***** Input for this task
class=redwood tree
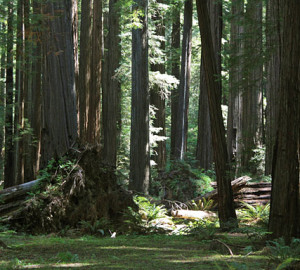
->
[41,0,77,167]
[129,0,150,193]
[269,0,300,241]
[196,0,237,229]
**********
***** Input for this task
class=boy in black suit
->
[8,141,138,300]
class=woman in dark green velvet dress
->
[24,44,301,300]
**********
***** Input for this task
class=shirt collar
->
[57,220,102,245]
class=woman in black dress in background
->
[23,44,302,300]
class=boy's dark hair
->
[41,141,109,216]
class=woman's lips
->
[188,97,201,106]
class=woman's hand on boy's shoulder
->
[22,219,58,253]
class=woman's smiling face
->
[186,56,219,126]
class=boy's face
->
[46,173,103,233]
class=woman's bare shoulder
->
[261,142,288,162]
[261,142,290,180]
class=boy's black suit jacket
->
**********
=== Exercise objective ===
Edit the data between the lines holding "class=boy's dark hair" and "[261,142,290,180]", inclusive, so that "woman's" becomes "lady's" and nothing else changes. Return only those lines.

=== Solution ===
class=boy's dark hair
->
[41,141,109,216]
class=lady's lips
->
[188,97,201,106]
class=lady's hand on boy's shoulder
->
[22,219,58,253]
class=lady's smiling face
->
[186,56,219,126]
class=boy's face
->
[46,173,103,233]
class=lady's bare shoulder
->
[261,142,288,162]
[261,142,290,180]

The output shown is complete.